----- Page text -----
Electricity

Sunday afternoon I was sitting in my office contentedly doing consults when the lights went out, and the fan slowly spun to a stop. I knew Isaac our maintenance man was at a funeral and likely to be gone all day, so when I finished the consult I headed out to the generator, which was now quiet and restarted it. Two consults later, the lights went out again, the fan spun slowly to a stop and my heart sank. Something was wrong with the generator, Isaac was gone, and we had had city power for most of the last two days, which meant it was not likely to come around again for a while (this was true). So I went back out to the generator and this time really looked at it. Temperature warning, so when I restarted it I watched it start out at 85 degrees, normal operating temperature and fairly quickly rise to 89-92-93-95-99-102-106 at which point it shut itself off.

Adrian and I looked all over the generator, and deduced that although the radiator did not have a reservoir, it was full, the fan worked, but clearly the water pump was not pumping. It was now almost dark and the hospital had no power. No power means no water pump to fill the water tower. Fortunately no one was on oxygen, so other than being dark the hospital was fine.

At the house we got busy filling buckets and trash cans with water, and getting the new portable generator (thank you Clarkston Church) going and hooked up to at least provide the house with power. I felt like a real jerk having power at the house while the hospital was dark, but not bad enough to switch it off, and I didn’t know how to hook up the little generator to the hospital (I do now). Besides the hospital had power all last week when we were dark in the house.

God answered our prayers when Isaac showed up at 8 pm and got the fluid flowing again in the radiator. However, this was just the culmination of the electrical problems we have struggled with since returning from Europe. The charger unit for our house batteries died in October so Isaac bought the best one on the market here in Moundou, turned out to be the only one on the market, and it is a car battery charger, not a deep cycle battery charger. It really wasn’t charging the batteries well, just partially. So an hour after the generator shut off the batteries would die. Even with the generator going the inverter would shut off every few minutes leaving us in darkness. That was fine from midnight to five am, but in the evening it really put a damper on things. For a while we didn’t know if the problem was the batteries, the inverter or the charger. We couldn’t find anyone who knew enough about it to tell us, but the missionaries in Koutou came through with an old charger they were not using. It worked!! Now we just have to find another charger like it, so they can have theirs back.

Anyway, the point is, you never realize how dependent you are on something until you don’t have it. Those of you who have gone through blackouts can relate. Unfortunately here it seems like it is one electrical problem after another. Fortunately, we brought a bunch of stuff like the generator, cables, solar powered lights and so on to get us through the dark times. At this moment in time, all is well, we have power, the hospital has power, and the internet is working reasonably well. Let the good times roll.
-----
▶ **Exercise**
In the post about electricity, who supplied the old charger that worked?
----- Information provided -----
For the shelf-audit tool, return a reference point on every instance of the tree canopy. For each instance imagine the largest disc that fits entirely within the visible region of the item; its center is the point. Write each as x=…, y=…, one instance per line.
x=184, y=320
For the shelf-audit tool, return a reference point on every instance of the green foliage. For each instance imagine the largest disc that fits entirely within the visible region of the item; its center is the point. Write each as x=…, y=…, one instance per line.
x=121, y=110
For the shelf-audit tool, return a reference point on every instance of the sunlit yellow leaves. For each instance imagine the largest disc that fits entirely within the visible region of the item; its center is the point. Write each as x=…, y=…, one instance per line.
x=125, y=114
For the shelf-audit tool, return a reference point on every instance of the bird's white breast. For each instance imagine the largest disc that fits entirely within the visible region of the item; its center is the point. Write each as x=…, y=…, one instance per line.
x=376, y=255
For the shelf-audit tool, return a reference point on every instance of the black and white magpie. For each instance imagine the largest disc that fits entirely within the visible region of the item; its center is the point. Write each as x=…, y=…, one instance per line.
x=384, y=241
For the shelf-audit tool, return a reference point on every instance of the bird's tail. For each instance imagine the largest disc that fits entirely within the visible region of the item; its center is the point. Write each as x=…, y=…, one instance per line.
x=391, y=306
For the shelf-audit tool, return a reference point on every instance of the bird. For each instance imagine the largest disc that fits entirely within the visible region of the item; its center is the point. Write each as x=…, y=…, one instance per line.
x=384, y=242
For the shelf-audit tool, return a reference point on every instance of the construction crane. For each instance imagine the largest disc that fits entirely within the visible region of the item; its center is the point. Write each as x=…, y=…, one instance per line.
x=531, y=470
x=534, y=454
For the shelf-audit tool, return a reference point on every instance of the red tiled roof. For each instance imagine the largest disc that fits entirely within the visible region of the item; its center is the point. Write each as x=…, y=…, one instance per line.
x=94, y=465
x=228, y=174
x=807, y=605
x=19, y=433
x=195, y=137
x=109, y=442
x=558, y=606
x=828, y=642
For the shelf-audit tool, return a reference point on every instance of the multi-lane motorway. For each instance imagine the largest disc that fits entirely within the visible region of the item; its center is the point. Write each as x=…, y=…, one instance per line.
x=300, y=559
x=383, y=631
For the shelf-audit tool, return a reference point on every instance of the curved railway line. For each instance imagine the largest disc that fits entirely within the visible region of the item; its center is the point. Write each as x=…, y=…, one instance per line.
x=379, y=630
-----
▶ **Written response**
The missionaries in Koutou supplied it.